__Work to do__:
Using the clutch repair text, mark each statement yes or no and quote the text's exact words that settle it. 1. The text advises cleaning clutch plates with kerosene. 2. The writer uses Gunk brand. 3. The Haynes manual suggests making the clutch compressor tool from a steel pipe.

That said, it sounds as though your clutch plates are stuck together from years of sitting compressed together with a film of oil-turned-to-glue. Clean them. Get a Dyno Dave clutch rod seal. As this motorcycle has sat for years, it has wet sumped and it is likely that crankcase oil
migrated through the lower inner chain case mounting bolt. You probably won't be able to determine if the crank oil seal leaks until
after you get it running, but it wouldn't be a bad idea to replace it now anyway.
 
When cleaning clutch plates use gasoline (petrol) - NEVER kerosene (paraffin)
And wear chemical resistant mechanic's gloves. And do it all outdoors. Gasoline is an amazing cleaner yet nowadays there are other cleaning solvents available that are safer. Maybe others can recommend one or 2 . I use Gunk brand.
 
My 850 had this sticking plate issue. Was caused by flooded primary due to blown crankseal due to wet sumping. I already had the proper clutch compressor tool bought from a fellow member here. My Haynes manual suggests to make this tool from an ABS drainpipe end cap, 3" diameter I believe, and the correct threaded rod or bolt, couple of nuts and washers. Pretty simple really.

__Extracted data__:

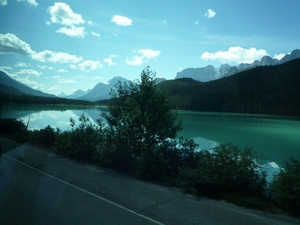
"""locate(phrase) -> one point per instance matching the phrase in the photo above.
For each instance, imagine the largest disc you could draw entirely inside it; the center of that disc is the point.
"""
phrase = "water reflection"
(56, 118)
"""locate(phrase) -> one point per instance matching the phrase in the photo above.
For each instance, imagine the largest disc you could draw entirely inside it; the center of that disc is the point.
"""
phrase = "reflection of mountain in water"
(55, 117)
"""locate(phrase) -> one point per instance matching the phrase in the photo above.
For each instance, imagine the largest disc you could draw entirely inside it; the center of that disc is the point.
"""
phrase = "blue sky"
(65, 46)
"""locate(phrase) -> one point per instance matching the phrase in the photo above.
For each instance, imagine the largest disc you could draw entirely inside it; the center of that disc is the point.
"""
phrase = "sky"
(65, 46)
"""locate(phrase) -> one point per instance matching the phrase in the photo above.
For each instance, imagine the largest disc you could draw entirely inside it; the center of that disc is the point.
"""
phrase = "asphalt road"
(40, 187)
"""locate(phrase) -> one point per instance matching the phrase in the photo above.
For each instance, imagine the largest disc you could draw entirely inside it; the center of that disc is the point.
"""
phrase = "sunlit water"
(276, 138)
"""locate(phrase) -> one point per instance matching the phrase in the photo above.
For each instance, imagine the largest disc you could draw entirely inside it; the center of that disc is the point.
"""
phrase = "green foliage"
(285, 189)
(226, 170)
(13, 128)
(44, 137)
(262, 90)
(83, 141)
(140, 117)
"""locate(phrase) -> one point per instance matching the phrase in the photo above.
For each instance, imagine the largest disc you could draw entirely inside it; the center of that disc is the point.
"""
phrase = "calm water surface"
(277, 138)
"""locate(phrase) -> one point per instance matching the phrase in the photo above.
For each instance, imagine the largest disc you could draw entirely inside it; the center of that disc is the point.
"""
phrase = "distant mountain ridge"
(77, 94)
(272, 90)
(209, 73)
(101, 90)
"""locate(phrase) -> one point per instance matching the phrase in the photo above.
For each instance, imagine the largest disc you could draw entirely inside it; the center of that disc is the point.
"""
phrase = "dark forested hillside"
(262, 90)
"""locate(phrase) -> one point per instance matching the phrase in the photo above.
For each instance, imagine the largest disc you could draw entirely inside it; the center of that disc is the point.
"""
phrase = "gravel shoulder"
(40, 186)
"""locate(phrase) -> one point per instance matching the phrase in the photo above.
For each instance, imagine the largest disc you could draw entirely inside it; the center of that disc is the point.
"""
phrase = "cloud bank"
(142, 55)
(209, 14)
(236, 54)
(121, 20)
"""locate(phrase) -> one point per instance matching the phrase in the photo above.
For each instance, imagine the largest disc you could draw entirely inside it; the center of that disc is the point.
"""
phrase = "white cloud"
(95, 34)
(29, 72)
(20, 64)
(10, 43)
(31, 2)
(72, 66)
(62, 13)
(55, 88)
(73, 31)
(31, 83)
(63, 80)
(209, 14)
(143, 54)
(5, 68)
(148, 53)
(66, 81)
(89, 65)
(56, 57)
(236, 54)
(109, 62)
(62, 71)
(121, 20)
(135, 61)
(3, 2)
(279, 56)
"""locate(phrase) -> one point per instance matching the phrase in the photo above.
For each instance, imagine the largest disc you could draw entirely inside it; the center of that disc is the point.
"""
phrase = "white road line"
(87, 192)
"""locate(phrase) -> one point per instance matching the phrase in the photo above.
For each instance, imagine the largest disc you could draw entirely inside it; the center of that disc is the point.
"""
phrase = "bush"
(83, 142)
(285, 188)
(14, 129)
(226, 170)
(45, 137)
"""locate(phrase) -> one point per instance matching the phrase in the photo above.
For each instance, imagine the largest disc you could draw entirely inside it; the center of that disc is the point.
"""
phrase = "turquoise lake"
(276, 138)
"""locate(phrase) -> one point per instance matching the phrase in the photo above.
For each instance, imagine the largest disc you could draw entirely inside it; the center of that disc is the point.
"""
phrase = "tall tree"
(140, 116)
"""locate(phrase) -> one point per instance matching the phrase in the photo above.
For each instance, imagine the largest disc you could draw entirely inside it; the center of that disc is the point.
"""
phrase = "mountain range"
(101, 91)
(209, 72)
(272, 90)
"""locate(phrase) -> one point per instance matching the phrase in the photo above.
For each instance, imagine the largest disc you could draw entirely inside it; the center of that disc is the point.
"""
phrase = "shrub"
(285, 188)
(226, 170)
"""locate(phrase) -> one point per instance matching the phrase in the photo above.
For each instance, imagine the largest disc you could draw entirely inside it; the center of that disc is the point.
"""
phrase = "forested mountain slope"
(262, 90)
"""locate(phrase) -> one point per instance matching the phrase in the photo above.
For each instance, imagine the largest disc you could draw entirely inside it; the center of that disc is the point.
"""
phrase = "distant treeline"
(263, 90)
(30, 99)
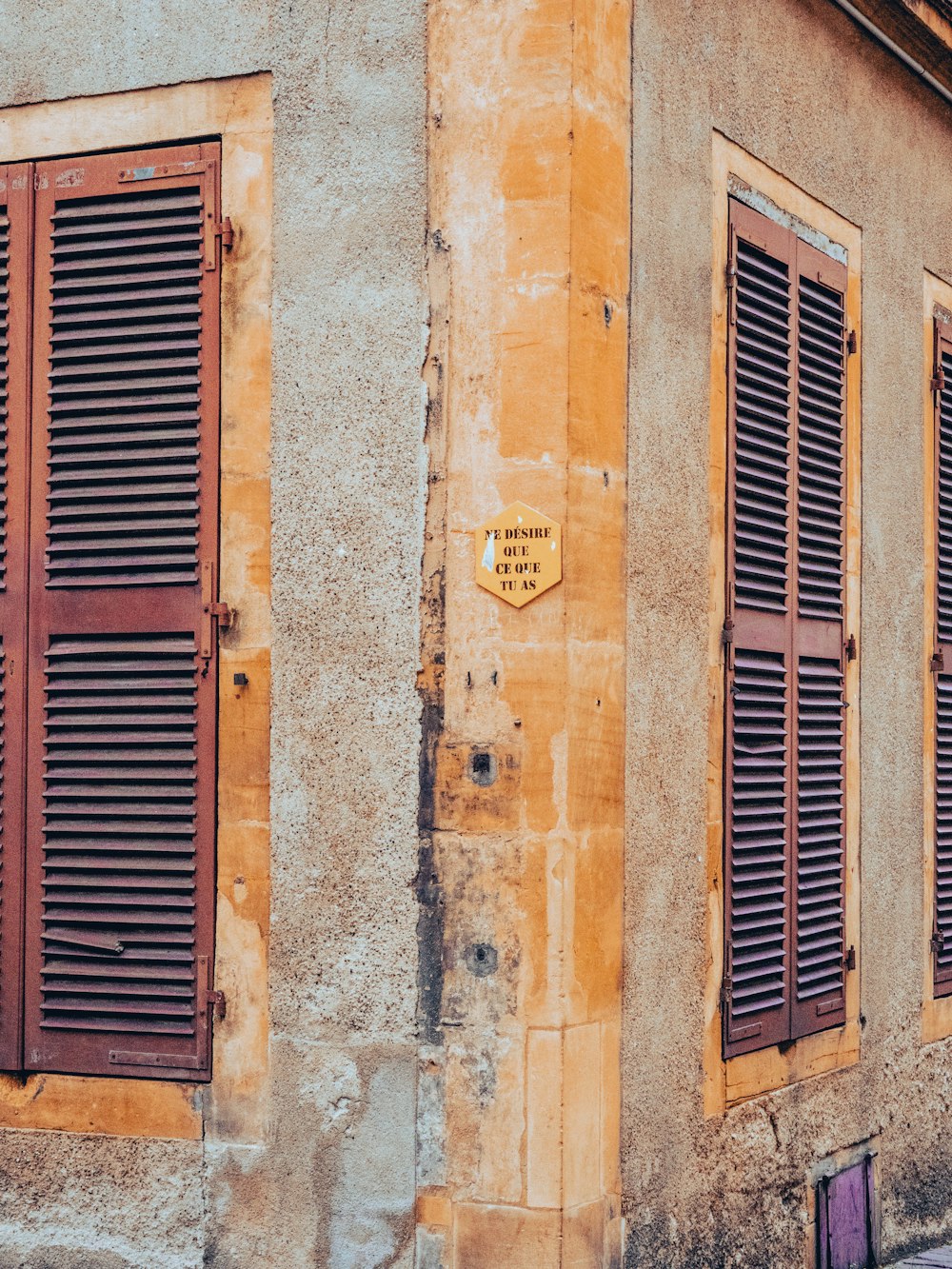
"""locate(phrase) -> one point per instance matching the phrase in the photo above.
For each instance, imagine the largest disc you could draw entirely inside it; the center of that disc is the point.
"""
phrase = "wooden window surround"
(173, 1101)
(109, 612)
(769, 1027)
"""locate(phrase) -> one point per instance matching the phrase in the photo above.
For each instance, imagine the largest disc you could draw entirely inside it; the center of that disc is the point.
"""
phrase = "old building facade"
(352, 915)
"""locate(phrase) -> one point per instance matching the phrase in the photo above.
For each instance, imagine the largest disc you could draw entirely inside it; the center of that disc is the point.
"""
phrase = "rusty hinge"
(223, 613)
(727, 643)
(213, 614)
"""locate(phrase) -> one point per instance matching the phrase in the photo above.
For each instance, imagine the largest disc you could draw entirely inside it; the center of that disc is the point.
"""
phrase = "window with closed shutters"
(942, 660)
(784, 639)
(110, 549)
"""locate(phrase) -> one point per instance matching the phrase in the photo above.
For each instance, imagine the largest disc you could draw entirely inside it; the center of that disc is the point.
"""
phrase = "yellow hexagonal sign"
(520, 555)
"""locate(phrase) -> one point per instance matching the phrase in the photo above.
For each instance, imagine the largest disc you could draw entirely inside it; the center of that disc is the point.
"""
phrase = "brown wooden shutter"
(15, 263)
(819, 644)
(784, 727)
(942, 663)
(760, 684)
(124, 563)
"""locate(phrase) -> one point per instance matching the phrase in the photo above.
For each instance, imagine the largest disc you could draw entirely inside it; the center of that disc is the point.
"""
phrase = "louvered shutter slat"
(15, 218)
(762, 424)
(819, 812)
(120, 895)
(784, 812)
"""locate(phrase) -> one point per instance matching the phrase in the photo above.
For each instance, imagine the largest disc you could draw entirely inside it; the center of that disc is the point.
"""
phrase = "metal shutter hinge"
(224, 614)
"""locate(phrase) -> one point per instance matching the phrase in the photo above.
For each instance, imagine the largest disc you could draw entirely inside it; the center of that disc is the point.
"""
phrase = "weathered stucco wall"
(802, 89)
(329, 1177)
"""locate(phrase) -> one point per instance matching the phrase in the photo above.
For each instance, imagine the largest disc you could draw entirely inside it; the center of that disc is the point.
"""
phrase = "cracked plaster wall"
(333, 1183)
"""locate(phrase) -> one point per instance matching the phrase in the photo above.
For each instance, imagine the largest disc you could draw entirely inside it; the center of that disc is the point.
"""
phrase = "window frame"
(937, 306)
(239, 113)
(737, 1079)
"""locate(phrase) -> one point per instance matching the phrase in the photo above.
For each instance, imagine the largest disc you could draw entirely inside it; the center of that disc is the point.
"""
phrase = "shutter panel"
(760, 688)
(15, 262)
(942, 940)
(122, 708)
(784, 759)
(818, 644)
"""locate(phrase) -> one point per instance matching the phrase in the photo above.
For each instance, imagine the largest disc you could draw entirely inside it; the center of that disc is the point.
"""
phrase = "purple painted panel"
(845, 1225)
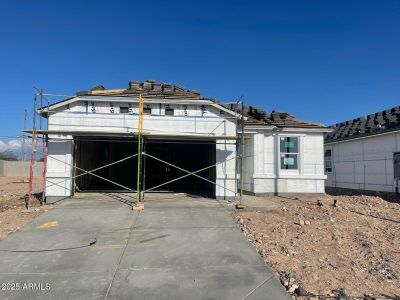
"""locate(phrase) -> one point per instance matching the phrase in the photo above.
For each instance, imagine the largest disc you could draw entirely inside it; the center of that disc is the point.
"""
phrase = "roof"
(257, 116)
(149, 89)
(373, 124)
(146, 88)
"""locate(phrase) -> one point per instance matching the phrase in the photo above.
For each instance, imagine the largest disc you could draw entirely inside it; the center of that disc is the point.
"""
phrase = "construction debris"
(354, 246)
(13, 214)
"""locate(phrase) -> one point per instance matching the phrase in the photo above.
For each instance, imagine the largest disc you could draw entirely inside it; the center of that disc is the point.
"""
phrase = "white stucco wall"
(189, 120)
(365, 163)
(264, 175)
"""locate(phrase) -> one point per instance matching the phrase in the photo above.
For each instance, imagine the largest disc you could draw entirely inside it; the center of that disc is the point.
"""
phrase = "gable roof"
(150, 89)
(146, 88)
(373, 124)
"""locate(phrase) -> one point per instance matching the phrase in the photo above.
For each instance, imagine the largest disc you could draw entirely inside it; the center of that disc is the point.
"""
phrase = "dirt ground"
(13, 214)
(321, 248)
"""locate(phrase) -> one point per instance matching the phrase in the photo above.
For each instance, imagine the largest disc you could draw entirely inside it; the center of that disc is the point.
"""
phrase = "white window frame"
(325, 160)
(298, 153)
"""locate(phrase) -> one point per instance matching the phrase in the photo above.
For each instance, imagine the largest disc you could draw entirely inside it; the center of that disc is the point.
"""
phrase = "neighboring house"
(97, 130)
(363, 153)
(285, 155)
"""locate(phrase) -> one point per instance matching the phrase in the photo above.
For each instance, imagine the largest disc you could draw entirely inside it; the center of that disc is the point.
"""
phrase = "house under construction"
(157, 136)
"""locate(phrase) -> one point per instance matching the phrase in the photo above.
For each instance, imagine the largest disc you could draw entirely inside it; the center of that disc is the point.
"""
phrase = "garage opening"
(91, 154)
(189, 155)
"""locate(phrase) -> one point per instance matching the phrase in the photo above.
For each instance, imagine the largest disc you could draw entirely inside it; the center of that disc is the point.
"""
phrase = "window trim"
(126, 108)
(325, 160)
(281, 153)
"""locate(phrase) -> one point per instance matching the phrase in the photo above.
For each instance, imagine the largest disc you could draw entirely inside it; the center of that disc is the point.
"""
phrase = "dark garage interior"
(187, 154)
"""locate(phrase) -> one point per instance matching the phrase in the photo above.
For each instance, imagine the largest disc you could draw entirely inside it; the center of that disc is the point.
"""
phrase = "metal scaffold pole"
(140, 128)
(242, 154)
(32, 159)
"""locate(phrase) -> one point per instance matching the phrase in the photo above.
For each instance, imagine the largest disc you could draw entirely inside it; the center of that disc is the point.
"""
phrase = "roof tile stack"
(380, 122)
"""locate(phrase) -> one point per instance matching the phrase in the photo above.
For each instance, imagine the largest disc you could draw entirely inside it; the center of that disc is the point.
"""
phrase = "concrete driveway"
(179, 247)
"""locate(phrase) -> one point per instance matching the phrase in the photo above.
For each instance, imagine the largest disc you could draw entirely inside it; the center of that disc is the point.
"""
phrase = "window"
(289, 149)
(147, 110)
(328, 161)
(169, 111)
(124, 110)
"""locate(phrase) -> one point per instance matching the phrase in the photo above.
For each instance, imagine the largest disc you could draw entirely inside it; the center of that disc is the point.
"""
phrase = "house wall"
(265, 176)
(92, 116)
(105, 116)
(364, 164)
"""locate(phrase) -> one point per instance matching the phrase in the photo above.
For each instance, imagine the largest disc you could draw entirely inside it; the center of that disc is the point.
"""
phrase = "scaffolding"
(141, 155)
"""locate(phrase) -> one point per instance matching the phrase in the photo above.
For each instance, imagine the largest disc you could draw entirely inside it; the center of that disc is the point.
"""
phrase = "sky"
(322, 61)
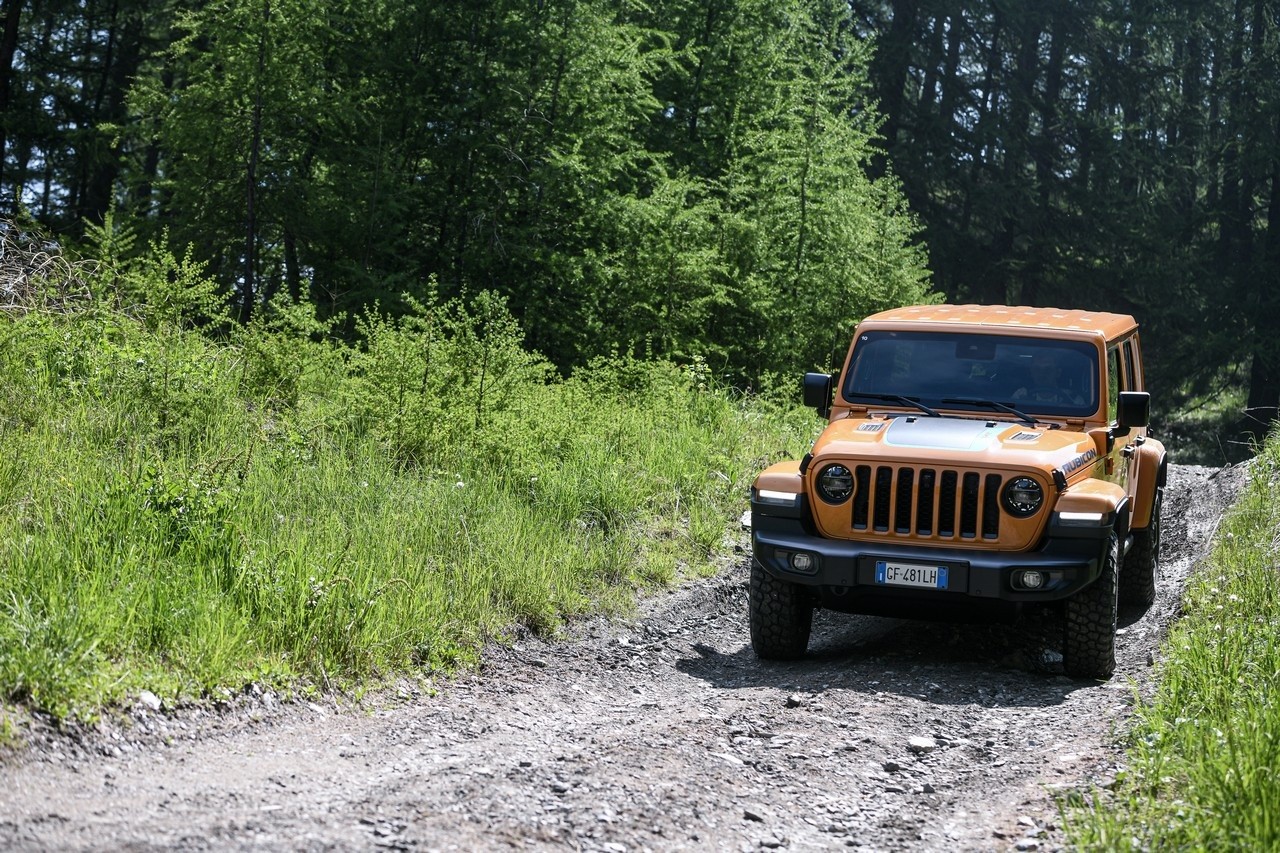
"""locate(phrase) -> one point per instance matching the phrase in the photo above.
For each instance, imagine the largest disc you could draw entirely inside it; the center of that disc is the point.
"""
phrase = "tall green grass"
(1205, 761)
(183, 514)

__The result__:
1. No: "use gasoline (petrol) - NEVER kerosene (paraffin)"
2. Yes: "I use Gunk brand."
3. No: "My Haynes manual suggests to make this tool from an ABS drainpipe end cap"